- Exercise:
What is needed is an exact copy of the data below, pictures excluded.

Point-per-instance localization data
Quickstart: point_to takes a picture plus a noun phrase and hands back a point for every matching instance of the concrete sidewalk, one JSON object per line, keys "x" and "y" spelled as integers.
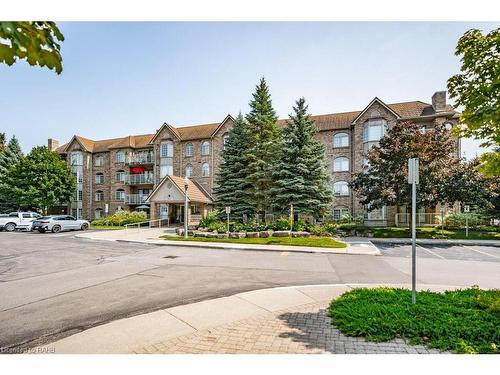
{"x": 358, "y": 246}
{"x": 277, "y": 320}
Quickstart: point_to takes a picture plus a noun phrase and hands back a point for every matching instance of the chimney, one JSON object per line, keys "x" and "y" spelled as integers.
{"x": 53, "y": 144}
{"x": 439, "y": 101}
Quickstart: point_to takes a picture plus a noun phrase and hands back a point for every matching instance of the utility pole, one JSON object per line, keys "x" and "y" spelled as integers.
{"x": 413, "y": 179}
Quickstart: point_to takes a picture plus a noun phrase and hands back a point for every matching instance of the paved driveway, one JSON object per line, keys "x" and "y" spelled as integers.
{"x": 52, "y": 286}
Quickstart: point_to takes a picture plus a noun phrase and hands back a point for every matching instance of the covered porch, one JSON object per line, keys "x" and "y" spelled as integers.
{"x": 167, "y": 201}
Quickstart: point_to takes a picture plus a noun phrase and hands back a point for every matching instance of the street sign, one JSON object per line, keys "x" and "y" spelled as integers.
{"x": 413, "y": 174}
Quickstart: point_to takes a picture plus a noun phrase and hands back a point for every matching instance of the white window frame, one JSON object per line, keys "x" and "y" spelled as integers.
{"x": 341, "y": 164}
{"x": 205, "y": 148}
{"x": 189, "y": 149}
{"x": 338, "y": 140}
{"x": 205, "y": 170}
{"x": 341, "y": 190}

- Result of the exercise:
Quickstart: point_to takes a picture plus a noun phrase and hands back a point for every matching instance of the concrete sidewalk, one JSON object per line, keys "x" and "y" spelled as integers.
{"x": 358, "y": 246}
{"x": 277, "y": 320}
Quickstart: point_to takes a picture plus a noun phrase and hands back a point for every matching instance of the chimney, one JSON object per line, keys "x" and "y" spelled as integers.
{"x": 53, "y": 144}
{"x": 439, "y": 101}
Quickstart: point_to takes a picture plus a noun phrase and hands back a point for every matching instance of the utility pole, one JSON object per line, keys "x" and "y" spelled as integers.
{"x": 413, "y": 179}
Quickstart: point_to takes a picture plus a noun phrase and hands back a point for every matching instance of the paved driveway, one JSON object per line, keys "x" and "y" spelled as integers.
{"x": 52, "y": 286}
Quickstart: point_to takes a picture plus a noun phrase and hands back a point for every matching instance of the covered porch, one JSON object per line, keys "x" and "y" spelled as integers.
{"x": 167, "y": 201}
Quickstart: point_to takes a picture plus a noun phrase and hands back a point for every matching instance of the street sign, one JSON object per line, keys "x" and "y" spelled as integers.
{"x": 413, "y": 174}
Quickstart: point_to takes a picture plus a noun phrase and hands back a point for every matching instance of the white window frame, one JSON object per line, keys "x" and "y" spelled as integers.
{"x": 341, "y": 164}
{"x": 205, "y": 148}
{"x": 189, "y": 149}
{"x": 338, "y": 140}
{"x": 205, "y": 170}
{"x": 341, "y": 190}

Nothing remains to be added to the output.